Only the lines from the one containing "Mark one point per instance of the front grille." to the end of the records should be written out, exactly and with both ends included; pictures are excluded.

----------

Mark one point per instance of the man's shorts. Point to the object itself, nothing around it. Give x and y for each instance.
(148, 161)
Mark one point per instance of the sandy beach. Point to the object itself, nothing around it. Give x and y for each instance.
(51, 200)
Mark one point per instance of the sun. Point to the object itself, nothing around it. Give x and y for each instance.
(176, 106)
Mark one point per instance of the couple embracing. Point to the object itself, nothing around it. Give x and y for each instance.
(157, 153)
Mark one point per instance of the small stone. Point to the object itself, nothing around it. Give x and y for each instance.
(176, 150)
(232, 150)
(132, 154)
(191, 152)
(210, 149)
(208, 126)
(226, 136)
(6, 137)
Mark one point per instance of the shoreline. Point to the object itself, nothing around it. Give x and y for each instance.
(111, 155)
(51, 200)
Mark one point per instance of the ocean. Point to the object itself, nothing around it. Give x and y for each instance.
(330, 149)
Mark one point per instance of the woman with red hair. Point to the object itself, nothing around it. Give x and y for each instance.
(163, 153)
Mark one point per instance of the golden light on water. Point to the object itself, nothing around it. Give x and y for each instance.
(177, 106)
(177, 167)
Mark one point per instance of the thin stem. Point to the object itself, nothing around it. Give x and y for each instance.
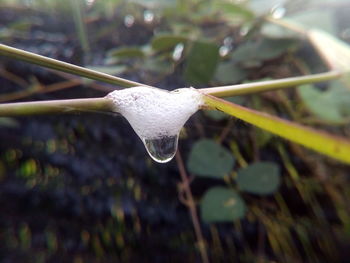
(64, 66)
(192, 208)
(248, 88)
(55, 106)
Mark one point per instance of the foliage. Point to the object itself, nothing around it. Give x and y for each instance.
(130, 200)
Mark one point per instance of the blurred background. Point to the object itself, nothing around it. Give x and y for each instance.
(81, 188)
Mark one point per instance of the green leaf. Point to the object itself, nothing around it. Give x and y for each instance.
(111, 70)
(330, 105)
(263, 49)
(259, 178)
(218, 115)
(167, 41)
(334, 146)
(8, 122)
(126, 52)
(334, 51)
(234, 12)
(209, 159)
(229, 73)
(157, 65)
(201, 63)
(221, 204)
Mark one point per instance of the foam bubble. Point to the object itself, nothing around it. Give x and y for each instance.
(154, 113)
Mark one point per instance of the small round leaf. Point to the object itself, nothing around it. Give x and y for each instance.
(221, 204)
(259, 178)
(207, 158)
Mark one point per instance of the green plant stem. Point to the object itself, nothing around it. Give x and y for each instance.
(55, 107)
(63, 66)
(255, 87)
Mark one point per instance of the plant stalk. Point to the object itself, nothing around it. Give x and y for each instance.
(64, 66)
(261, 86)
(55, 107)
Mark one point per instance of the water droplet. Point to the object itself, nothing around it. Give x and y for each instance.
(163, 149)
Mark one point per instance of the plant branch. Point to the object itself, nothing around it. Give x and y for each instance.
(255, 87)
(55, 106)
(64, 66)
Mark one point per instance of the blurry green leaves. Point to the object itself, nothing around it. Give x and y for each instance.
(330, 105)
(230, 73)
(209, 159)
(224, 204)
(167, 41)
(259, 178)
(200, 57)
(334, 51)
(221, 204)
(201, 62)
(8, 122)
(262, 49)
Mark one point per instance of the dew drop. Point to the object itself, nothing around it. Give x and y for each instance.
(163, 149)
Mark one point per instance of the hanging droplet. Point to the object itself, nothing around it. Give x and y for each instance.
(162, 149)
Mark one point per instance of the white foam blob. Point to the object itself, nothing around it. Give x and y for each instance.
(157, 116)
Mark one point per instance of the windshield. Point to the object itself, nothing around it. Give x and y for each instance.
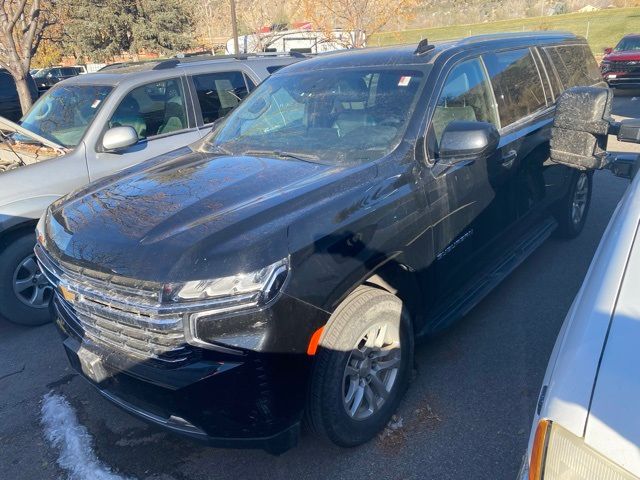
(328, 116)
(627, 44)
(64, 114)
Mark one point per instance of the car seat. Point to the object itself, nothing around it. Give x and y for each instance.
(453, 105)
(128, 115)
(350, 107)
(174, 113)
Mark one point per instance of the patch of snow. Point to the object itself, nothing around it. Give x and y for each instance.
(74, 442)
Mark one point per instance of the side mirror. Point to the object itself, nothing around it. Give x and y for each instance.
(118, 138)
(580, 128)
(464, 140)
(629, 130)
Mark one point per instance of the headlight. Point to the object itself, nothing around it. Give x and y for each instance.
(236, 291)
(560, 455)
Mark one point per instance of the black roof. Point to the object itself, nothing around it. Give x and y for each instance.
(126, 67)
(410, 55)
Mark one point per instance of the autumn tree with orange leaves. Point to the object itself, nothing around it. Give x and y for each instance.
(360, 18)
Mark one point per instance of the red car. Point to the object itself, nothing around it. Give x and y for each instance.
(621, 65)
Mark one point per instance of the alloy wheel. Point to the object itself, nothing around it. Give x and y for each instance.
(30, 285)
(371, 371)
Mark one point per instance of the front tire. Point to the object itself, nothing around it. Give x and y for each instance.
(571, 211)
(24, 292)
(362, 368)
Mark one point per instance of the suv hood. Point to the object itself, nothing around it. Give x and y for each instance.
(170, 221)
(622, 56)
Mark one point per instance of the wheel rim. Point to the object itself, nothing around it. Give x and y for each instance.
(580, 199)
(30, 285)
(371, 371)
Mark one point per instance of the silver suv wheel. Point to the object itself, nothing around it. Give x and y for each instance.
(30, 285)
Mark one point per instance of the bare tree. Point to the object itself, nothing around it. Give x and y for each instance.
(22, 24)
(357, 18)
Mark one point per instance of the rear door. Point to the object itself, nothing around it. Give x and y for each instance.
(470, 201)
(525, 107)
(162, 115)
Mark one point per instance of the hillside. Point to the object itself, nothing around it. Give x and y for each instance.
(602, 28)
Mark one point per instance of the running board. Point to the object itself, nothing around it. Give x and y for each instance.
(485, 282)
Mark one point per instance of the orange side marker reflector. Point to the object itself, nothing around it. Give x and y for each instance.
(313, 343)
(538, 450)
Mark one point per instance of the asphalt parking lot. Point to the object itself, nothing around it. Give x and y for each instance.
(466, 415)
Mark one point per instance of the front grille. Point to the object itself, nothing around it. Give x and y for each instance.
(120, 314)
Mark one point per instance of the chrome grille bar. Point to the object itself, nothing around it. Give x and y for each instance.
(118, 316)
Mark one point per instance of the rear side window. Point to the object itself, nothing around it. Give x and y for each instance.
(465, 96)
(575, 65)
(219, 93)
(154, 109)
(516, 84)
(7, 86)
(551, 74)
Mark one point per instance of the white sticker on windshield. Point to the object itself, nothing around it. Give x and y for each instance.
(404, 81)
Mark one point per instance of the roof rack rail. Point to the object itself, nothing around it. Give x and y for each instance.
(174, 62)
(424, 47)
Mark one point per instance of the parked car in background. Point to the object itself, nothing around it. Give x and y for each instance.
(9, 101)
(93, 125)
(621, 65)
(48, 77)
(587, 421)
(284, 265)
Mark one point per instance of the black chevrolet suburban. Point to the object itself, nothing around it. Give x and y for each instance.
(282, 268)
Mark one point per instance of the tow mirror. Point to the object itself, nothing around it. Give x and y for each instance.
(580, 128)
(463, 140)
(629, 130)
(118, 138)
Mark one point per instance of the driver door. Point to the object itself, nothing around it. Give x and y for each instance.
(471, 201)
(159, 113)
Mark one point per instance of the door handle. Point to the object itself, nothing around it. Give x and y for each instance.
(509, 158)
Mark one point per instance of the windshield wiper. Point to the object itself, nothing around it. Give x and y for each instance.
(7, 141)
(304, 157)
(220, 149)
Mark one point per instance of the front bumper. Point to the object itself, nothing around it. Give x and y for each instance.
(243, 399)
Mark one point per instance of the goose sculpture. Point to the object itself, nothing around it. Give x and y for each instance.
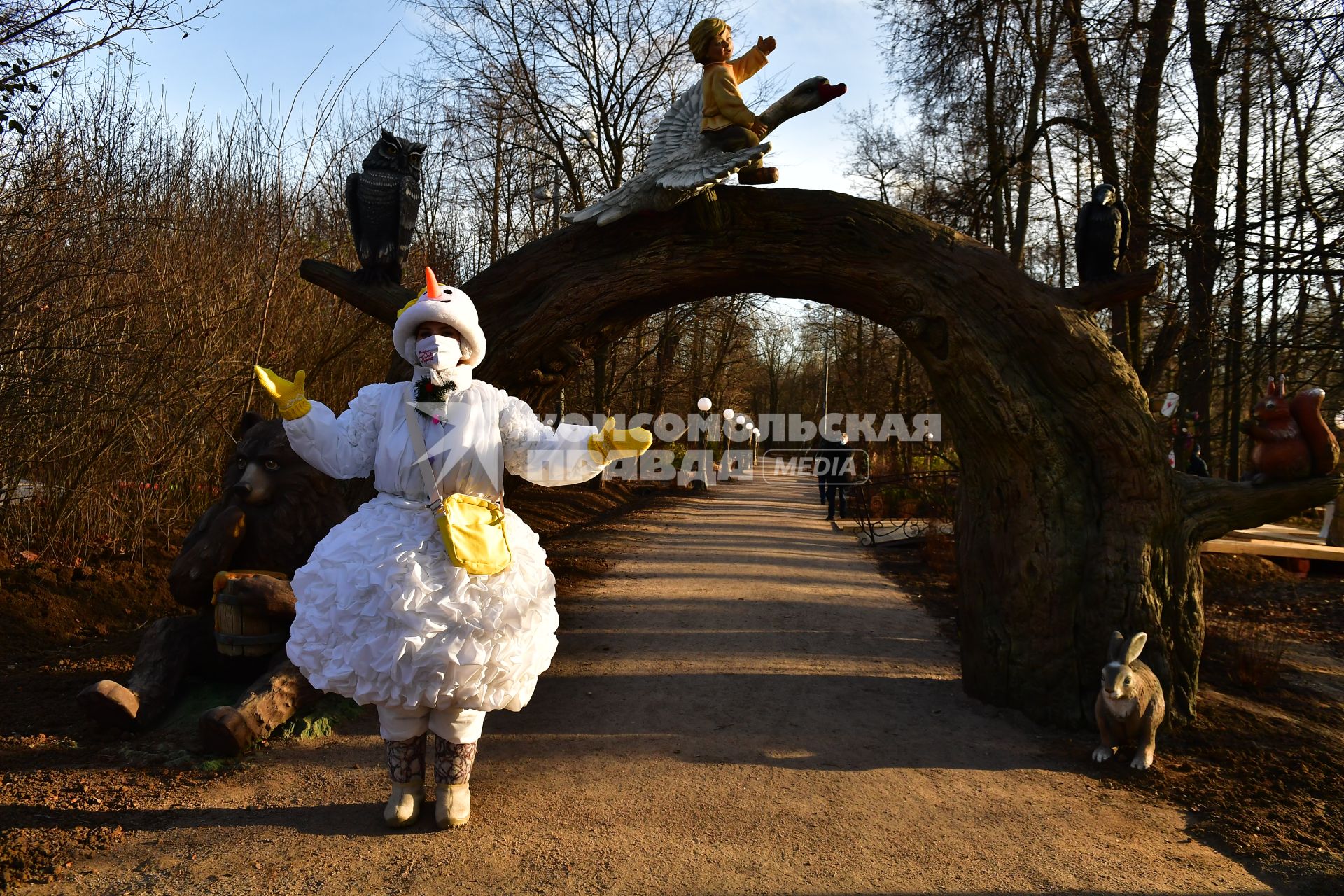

----------

-- Answer --
Mark one point per instance of the front grille. Point to the object itself, nothing around it. Give x and y for each instance.
(120, 314)
Mark one point per instance of the chrome grille bar. Point to the object itself, nothing around it. Give x and y for each instance.
(118, 316)
Mark one point per instance of the rear side window. Point to the object itself, nothing around it. Give x and y for each instance.
(465, 96)
(575, 65)
(219, 93)
(154, 109)
(516, 84)
(7, 86)
(551, 74)
Mark one point per instance of the white sticker on windshield. Point to the object itself, nothing around it. Give x and y for each instance.
(404, 81)
Mark one point per instance of the roof rack rail. Point to the object itself, nothing around it. Give x and y for each instance.
(174, 62)
(424, 47)
Mark one point per instance of the parked car in background. Point to the object itself, nothing around it. Give x and y for each instance.
(9, 101)
(93, 125)
(621, 65)
(48, 77)
(587, 421)
(284, 265)
Mark one point per instance of the black chevrolet suburban. Point to the object itself, nothing around it. Give x and y for each instance.
(282, 268)
Mark one point per instance of the tow mirror. Point to the object itself, nothing around it. Give x and y for each instance.
(580, 128)
(463, 140)
(629, 130)
(118, 138)
Mark one point per instance of the driver door. Point to the object itself, nothing around it. Give x and y for each instance.
(471, 201)
(159, 113)
Mark one point per instance of the door handle. Point to the object itself, nothing around it. Give x and y for each instance.
(509, 158)
Mark one point per instance of the windshield wiper. Point to the object itself, nothing around it. Give x and y for each instance.
(7, 141)
(304, 157)
(220, 149)
Mark one point per instance of the front bumper. Point to the object itself, nothing around it. Give x and y for each instance.
(243, 399)
Mark one point per instance of the goose sculpture. Point to the object itself, nothing around it. Give x and y for each instance.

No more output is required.